*** GIVEN DATA ***

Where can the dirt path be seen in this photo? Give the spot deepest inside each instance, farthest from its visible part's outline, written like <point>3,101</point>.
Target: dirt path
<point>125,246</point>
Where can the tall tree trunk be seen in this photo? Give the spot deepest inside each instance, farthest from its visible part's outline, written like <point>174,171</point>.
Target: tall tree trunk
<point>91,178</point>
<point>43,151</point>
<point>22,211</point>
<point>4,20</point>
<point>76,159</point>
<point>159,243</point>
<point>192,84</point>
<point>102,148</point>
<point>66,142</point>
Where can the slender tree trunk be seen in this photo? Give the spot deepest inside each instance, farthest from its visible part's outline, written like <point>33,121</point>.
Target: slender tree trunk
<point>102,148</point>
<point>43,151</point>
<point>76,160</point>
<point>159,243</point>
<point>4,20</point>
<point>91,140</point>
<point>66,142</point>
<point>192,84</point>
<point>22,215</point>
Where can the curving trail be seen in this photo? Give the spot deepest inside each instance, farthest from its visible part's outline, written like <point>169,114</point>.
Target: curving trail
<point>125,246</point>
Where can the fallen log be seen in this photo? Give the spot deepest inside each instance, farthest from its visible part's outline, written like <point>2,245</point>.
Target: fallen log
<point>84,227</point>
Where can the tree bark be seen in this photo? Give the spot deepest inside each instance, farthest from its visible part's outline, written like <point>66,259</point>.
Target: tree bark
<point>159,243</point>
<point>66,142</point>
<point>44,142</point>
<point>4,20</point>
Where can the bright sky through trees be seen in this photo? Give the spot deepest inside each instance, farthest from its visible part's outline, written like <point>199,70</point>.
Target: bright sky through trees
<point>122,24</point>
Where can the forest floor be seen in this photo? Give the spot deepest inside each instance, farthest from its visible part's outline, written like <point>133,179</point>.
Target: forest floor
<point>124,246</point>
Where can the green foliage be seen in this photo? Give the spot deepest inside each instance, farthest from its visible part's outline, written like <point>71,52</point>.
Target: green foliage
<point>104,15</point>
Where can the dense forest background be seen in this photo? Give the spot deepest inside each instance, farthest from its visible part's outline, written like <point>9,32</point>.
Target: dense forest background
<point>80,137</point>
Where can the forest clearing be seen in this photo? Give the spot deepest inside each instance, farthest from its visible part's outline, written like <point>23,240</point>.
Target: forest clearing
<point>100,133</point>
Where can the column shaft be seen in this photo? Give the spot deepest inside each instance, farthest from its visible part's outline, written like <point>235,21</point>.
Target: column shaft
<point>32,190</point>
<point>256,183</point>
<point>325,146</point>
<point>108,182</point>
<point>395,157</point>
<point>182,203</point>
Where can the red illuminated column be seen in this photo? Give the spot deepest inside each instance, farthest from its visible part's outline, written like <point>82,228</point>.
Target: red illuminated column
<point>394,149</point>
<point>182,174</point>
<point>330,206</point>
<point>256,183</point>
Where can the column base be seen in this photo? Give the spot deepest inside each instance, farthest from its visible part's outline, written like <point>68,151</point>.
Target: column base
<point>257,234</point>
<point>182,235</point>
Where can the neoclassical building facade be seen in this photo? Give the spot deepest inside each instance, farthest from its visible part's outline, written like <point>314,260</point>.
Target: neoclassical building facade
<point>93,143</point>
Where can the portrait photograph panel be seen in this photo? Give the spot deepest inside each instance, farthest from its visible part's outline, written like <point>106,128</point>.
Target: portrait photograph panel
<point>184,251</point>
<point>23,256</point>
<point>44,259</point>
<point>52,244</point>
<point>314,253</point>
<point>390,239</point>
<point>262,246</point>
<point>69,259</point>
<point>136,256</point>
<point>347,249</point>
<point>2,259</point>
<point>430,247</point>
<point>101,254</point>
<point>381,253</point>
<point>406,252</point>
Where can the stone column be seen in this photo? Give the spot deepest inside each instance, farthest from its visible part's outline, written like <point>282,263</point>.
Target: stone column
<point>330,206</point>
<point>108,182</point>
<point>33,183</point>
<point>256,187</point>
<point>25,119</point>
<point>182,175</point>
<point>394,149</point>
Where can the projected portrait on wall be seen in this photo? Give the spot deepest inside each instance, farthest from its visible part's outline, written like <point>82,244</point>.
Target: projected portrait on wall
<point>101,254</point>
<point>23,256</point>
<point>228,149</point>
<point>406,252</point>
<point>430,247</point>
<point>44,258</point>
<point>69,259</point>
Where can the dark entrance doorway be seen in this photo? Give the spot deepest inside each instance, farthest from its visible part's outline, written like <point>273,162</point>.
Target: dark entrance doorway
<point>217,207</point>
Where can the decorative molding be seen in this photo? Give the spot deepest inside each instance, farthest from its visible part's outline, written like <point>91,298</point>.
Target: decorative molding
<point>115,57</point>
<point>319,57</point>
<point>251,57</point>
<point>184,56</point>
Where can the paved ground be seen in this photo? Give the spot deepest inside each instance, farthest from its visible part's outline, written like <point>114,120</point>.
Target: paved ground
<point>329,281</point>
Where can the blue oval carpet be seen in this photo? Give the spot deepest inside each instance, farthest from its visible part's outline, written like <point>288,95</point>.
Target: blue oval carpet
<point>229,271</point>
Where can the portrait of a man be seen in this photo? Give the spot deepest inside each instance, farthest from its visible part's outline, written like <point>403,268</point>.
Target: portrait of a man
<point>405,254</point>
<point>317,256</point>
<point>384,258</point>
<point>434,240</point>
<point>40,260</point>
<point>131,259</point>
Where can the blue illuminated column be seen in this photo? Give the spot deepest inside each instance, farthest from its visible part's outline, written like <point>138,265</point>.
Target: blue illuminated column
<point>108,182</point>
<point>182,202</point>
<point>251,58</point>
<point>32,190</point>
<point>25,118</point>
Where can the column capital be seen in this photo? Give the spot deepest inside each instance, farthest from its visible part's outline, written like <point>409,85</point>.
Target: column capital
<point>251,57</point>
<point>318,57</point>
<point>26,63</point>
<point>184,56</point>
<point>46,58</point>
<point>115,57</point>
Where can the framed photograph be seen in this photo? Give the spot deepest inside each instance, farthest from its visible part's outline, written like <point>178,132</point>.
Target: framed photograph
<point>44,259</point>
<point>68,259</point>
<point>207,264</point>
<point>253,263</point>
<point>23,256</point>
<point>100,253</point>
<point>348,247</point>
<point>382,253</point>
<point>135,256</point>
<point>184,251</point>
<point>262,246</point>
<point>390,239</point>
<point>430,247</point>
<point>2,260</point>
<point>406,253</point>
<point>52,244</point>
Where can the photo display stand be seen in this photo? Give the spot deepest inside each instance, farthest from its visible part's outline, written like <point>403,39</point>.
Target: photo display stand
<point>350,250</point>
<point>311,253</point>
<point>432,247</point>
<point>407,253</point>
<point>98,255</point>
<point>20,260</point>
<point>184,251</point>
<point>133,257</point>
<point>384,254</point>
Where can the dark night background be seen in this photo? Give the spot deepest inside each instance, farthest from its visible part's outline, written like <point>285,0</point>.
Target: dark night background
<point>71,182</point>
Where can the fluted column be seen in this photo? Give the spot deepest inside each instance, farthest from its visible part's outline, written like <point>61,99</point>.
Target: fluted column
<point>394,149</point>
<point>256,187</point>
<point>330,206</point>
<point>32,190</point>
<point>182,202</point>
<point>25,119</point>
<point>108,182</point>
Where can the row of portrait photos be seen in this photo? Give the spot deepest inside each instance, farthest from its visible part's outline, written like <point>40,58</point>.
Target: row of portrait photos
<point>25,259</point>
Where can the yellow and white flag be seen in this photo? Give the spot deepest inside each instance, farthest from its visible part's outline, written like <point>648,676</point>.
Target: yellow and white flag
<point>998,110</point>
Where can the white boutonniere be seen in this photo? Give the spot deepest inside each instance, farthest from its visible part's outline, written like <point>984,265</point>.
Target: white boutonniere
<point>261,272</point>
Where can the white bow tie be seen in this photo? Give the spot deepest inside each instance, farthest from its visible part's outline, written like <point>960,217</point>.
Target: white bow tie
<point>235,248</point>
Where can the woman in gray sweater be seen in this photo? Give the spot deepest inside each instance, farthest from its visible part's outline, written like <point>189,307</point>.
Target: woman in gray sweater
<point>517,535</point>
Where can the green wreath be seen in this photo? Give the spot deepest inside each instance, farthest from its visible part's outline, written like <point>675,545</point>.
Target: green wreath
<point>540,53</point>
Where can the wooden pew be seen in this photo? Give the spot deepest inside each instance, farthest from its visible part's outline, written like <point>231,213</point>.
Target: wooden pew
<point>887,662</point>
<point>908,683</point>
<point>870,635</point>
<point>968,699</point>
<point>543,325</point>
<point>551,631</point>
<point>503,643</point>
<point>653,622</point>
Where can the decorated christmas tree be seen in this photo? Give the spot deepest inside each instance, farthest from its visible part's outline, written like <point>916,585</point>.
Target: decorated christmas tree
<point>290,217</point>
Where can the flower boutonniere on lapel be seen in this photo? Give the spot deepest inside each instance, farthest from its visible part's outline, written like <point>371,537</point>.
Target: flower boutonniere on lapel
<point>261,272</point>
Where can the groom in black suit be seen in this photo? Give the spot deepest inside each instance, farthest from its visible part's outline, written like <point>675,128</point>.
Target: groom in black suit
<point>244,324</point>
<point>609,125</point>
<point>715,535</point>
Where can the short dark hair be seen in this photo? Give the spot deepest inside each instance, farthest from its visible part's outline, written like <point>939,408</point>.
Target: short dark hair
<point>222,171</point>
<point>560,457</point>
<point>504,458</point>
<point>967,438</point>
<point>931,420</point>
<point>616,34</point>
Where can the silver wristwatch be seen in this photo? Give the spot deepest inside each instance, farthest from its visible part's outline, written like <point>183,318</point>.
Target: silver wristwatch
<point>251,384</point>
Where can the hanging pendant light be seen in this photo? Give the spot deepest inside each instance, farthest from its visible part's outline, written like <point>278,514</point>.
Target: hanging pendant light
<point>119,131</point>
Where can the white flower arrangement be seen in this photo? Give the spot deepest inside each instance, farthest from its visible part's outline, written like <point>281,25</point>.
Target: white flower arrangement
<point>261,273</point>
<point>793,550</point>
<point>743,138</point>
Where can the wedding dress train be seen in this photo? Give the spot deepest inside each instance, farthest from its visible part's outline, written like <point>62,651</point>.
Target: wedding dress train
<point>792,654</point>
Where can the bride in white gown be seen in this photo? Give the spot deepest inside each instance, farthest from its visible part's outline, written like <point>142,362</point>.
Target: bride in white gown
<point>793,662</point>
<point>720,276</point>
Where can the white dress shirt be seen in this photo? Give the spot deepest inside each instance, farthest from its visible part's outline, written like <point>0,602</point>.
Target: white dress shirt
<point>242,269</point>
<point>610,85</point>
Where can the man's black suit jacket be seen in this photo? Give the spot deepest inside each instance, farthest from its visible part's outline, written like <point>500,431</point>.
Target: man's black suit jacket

***

GOAL
Copy the lines of the data above verbatim, starting at the line that contains "Where can the forest clearing" and stopping after the line that contains "<point>182,203</point>".

RESPONSE
Where can the forest clearing be seen in this photo? Give the spot deepest inside each instance, farthest from its visible part's outline, written like <point>23,240</point>.
Target: forest clearing
<point>100,133</point>
Where can the column shaft be seen in this photo? Give the spot deepest inside each instance, farthest from its visible part's outline, written like <point>235,21</point>.
Target: column shaft
<point>32,190</point>
<point>256,183</point>
<point>325,146</point>
<point>108,182</point>
<point>395,157</point>
<point>182,203</point>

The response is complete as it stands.